··· Text shown

Saturday, July 22, 2006


One of the two last remaining 'Twelve Angry Men'- Juror Number 7, has died.
Jack Warden, famous for his supporting roles in films like Shampoo, Heaven Can Wait, Brian's Song and Being There, died at the age of 85. He left behind performances in 153 movies, from his debut in 1951 to his last in 2000.

For movie goers, he will be famous for many supporting roles. For me, he will always be remembered as Juror #7, the salesman who keeps pushing for a quick decision in the murder case in Sidney Lumet's screen version of 'Twelve Angry Men'. And for his performance opposite Peter Sellers in 'Being There', where he portrays the President of the United States. Other performances include the football coach in Brian's Song, and as Doctor Bressner in the all star cast of 'Death on the Nile'

Sadly now, there is only one remaining 'Twelve Angry Men' left- that being Jack Klugman.
Cinema has lost a wonderful supporting actor.

Wednesday, July 19, 2006


Sorry Wrong Number
Originally uploaded by rhettrospective.

······
··· Record excerpts

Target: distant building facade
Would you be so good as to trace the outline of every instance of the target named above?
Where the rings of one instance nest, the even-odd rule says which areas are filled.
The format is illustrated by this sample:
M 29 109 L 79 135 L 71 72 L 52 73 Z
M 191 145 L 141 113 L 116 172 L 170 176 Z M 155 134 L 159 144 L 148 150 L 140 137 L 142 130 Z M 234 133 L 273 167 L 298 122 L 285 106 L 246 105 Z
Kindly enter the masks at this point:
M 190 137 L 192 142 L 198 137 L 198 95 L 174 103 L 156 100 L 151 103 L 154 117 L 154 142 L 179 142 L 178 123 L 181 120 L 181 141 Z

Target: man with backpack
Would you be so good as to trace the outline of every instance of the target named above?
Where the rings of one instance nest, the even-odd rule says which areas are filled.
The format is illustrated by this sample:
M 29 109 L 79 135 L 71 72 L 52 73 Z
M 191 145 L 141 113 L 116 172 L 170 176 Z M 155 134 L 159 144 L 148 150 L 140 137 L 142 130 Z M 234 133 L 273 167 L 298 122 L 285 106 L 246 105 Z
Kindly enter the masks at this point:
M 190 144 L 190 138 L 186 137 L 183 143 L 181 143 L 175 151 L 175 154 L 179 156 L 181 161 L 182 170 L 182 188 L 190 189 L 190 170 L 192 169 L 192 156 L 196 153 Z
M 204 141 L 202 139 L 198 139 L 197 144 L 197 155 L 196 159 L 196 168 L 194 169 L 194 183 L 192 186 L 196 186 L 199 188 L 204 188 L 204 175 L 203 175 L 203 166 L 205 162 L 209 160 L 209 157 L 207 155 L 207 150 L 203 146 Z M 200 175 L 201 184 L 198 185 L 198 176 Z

······

- [The tasks]
a) Answer these from the post about Jack Warden:
(i) How old was Jack Warden when he died?
(ii) How many movies did he perform in?
(iii) Who is named as the only remaining 'Twelve Angry Men' actor?
b) List every film that the post about Jack Warden names as one he appeared in.

- [Responses by task]
a)
(i) 85
(ii) 153
(iii) Jack Klugman

b)
Shampoo
Heaven Can Wait
Brian's Song
Being There
Twelve Angry Men
Death on the Nile